## begin Exercise input
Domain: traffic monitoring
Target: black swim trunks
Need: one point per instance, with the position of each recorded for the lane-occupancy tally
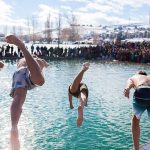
(82, 87)
(142, 96)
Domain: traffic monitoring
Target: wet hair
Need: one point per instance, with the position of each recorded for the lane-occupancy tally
(141, 72)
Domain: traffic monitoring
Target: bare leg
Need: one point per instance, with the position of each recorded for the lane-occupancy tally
(16, 107)
(135, 132)
(34, 68)
(83, 98)
(14, 140)
(78, 78)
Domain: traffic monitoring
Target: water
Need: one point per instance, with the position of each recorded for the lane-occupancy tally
(47, 123)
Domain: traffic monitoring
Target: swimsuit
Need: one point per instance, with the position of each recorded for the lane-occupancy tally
(82, 87)
(21, 79)
(141, 101)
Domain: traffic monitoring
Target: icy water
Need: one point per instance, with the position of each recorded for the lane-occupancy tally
(47, 123)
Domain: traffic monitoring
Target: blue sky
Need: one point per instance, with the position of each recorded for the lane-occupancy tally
(95, 12)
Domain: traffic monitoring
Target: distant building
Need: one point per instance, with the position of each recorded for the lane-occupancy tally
(2, 37)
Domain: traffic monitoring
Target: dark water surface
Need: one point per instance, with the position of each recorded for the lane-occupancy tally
(47, 123)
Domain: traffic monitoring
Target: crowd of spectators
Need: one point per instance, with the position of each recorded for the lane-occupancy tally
(128, 51)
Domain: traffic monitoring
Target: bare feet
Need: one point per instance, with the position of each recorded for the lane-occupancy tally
(86, 66)
(80, 116)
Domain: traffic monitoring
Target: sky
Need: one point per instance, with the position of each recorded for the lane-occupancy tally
(87, 12)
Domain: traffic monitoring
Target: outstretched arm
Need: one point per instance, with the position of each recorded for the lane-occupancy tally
(130, 84)
(34, 68)
(70, 100)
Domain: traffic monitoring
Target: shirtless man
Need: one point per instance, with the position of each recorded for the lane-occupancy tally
(141, 102)
(27, 76)
(79, 90)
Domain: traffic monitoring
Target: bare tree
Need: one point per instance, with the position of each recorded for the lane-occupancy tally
(58, 27)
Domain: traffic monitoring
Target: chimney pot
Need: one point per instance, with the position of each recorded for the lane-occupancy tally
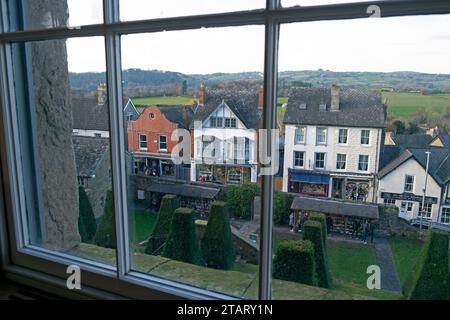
(261, 97)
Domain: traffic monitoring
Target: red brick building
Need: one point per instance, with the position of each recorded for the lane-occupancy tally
(150, 144)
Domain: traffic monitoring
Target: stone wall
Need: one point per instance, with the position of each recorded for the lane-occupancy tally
(389, 224)
(245, 249)
(54, 128)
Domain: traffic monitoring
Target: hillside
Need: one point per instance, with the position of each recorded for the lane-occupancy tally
(136, 80)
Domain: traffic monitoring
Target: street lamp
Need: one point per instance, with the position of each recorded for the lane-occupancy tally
(424, 188)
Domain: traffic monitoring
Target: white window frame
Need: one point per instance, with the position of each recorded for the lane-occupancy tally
(340, 161)
(324, 135)
(141, 141)
(302, 159)
(47, 266)
(340, 135)
(159, 142)
(445, 216)
(359, 162)
(364, 137)
(409, 186)
(300, 131)
(324, 160)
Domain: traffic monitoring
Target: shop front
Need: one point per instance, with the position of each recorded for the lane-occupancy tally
(308, 183)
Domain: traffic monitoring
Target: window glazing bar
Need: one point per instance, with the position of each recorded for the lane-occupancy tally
(117, 140)
(241, 18)
(269, 123)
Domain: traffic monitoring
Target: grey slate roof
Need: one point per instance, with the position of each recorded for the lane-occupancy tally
(88, 115)
(181, 115)
(412, 140)
(358, 108)
(445, 139)
(89, 151)
(131, 108)
(244, 105)
(184, 190)
(439, 166)
(334, 207)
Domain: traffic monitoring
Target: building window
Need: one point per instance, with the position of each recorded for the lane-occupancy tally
(343, 136)
(142, 141)
(365, 137)
(321, 136)
(427, 210)
(341, 160)
(162, 143)
(319, 160)
(409, 183)
(300, 135)
(215, 122)
(363, 162)
(230, 123)
(299, 159)
(445, 215)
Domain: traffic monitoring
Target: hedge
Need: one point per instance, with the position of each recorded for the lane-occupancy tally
(87, 226)
(106, 232)
(282, 207)
(294, 261)
(320, 217)
(240, 199)
(182, 244)
(217, 244)
(312, 231)
(162, 225)
(430, 278)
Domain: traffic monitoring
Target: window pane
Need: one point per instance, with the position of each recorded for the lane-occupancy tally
(291, 3)
(40, 14)
(350, 88)
(65, 147)
(142, 9)
(201, 94)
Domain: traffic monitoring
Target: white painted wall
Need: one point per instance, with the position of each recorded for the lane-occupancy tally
(90, 133)
(353, 148)
(395, 180)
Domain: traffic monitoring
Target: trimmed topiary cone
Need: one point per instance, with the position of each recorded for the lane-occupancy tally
(217, 244)
(182, 242)
(160, 232)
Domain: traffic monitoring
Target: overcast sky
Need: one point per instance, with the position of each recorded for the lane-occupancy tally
(419, 43)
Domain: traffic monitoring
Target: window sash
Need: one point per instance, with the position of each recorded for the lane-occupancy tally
(363, 163)
(341, 161)
(343, 136)
(300, 135)
(299, 158)
(365, 137)
(111, 30)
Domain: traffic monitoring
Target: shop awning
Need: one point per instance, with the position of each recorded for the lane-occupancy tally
(334, 207)
(310, 178)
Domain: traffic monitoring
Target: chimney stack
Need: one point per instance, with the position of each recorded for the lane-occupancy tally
(101, 94)
(334, 98)
(202, 94)
(261, 97)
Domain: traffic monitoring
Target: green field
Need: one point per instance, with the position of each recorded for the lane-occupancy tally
(164, 100)
(405, 104)
(144, 223)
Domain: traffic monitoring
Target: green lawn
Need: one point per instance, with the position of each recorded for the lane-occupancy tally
(144, 223)
(164, 100)
(348, 261)
(405, 104)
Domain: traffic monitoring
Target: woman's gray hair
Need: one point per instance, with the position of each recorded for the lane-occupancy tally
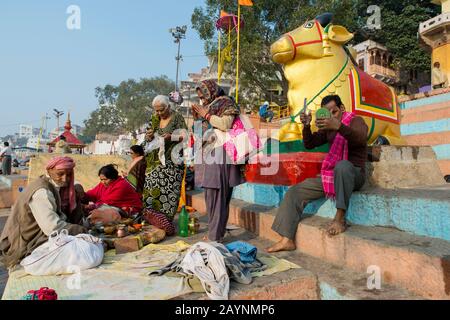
(161, 100)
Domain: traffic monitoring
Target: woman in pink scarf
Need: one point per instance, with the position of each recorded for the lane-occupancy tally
(343, 171)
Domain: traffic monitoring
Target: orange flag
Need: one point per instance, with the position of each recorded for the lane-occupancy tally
(247, 3)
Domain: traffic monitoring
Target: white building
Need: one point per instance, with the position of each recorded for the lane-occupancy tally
(109, 144)
(25, 131)
(376, 60)
(34, 142)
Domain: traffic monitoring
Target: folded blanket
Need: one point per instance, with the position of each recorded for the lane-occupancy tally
(247, 252)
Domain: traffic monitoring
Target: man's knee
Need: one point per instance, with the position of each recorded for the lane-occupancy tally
(343, 168)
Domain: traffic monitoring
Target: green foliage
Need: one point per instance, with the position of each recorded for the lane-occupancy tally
(122, 108)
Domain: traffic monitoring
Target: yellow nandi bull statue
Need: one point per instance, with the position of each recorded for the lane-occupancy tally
(317, 63)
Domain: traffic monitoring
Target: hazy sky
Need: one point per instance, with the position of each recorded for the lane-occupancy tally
(44, 65)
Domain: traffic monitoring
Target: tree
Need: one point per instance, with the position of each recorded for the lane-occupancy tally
(267, 20)
(400, 22)
(122, 108)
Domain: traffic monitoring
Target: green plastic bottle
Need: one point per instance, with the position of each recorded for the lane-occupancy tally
(183, 223)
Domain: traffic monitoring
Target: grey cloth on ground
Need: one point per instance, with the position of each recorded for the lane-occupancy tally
(347, 178)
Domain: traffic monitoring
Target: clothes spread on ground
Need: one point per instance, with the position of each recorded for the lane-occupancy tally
(203, 261)
(245, 251)
(124, 277)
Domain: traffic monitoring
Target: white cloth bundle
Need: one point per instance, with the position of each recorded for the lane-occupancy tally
(157, 143)
(64, 254)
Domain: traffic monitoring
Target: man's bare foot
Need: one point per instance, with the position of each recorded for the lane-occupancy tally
(337, 227)
(284, 245)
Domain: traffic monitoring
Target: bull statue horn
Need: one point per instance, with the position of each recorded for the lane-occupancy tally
(325, 19)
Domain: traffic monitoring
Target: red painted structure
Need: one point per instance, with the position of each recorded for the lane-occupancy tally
(293, 168)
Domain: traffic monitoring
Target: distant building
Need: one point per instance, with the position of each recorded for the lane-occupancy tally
(25, 131)
(71, 139)
(109, 144)
(36, 142)
(375, 59)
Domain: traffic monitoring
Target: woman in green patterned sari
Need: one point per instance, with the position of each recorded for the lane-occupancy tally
(163, 178)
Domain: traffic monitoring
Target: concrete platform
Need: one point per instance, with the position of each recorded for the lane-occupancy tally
(315, 280)
(419, 264)
(423, 211)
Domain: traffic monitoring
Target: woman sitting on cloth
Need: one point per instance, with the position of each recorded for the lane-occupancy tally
(136, 173)
(114, 192)
(164, 177)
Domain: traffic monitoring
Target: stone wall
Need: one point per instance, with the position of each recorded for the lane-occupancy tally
(86, 170)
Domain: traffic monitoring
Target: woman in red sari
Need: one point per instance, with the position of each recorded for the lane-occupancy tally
(114, 191)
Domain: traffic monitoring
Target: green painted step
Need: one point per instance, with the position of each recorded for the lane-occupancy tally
(293, 147)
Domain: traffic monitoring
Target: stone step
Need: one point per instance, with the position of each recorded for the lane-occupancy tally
(426, 113)
(420, 211)
(415, 263)
(423, 101)
(6, 196)
(313, 281)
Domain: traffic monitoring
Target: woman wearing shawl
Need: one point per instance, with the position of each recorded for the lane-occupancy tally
(343, 171)
(217, 177)
(164, 177)
(136, 173)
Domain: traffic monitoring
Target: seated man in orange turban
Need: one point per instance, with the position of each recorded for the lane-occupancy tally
(45, 206)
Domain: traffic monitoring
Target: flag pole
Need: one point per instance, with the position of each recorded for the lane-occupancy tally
(238, 52)
(218, 55)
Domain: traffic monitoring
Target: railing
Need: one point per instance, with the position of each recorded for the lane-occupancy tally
(383, 71)
(434, 22)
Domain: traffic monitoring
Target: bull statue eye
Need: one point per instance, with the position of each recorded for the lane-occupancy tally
(309, 25)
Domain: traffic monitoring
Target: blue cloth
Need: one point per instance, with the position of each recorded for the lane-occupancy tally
(247, 252)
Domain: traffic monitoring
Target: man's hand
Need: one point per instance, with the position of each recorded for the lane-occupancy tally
(201, 111)
(328, 124)
(305, 119)
(167, 137)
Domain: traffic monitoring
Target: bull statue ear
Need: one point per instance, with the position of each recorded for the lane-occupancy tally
(339, 34)
(325, 19)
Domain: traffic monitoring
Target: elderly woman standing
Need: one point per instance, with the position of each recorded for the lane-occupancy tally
(163, 181)
(218, 178)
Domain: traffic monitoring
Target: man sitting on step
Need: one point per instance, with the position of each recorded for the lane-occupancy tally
(343, 171)
(45, 206)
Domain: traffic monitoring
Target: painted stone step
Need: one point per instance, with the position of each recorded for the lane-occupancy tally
(388, 167)
(418, 264)
(6, 198)
(315, 280)
(420, 211)
(426, 101)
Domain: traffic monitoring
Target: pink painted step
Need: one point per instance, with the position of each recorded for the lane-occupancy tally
(418, 264)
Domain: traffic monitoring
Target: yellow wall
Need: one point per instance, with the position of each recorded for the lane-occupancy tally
(442, 55)
(86, 170)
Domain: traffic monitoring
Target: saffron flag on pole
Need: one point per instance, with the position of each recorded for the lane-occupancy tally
(247, 3)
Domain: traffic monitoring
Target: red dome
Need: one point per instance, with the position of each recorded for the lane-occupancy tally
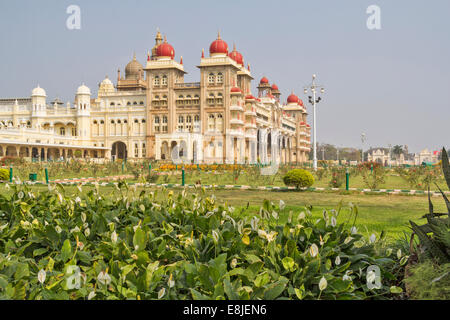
## end Exercise input
Stated task
Please count the lines in the listing above that contain the string "grey", treating uppercase and lowercase as different. Give only the number.

Written answer
2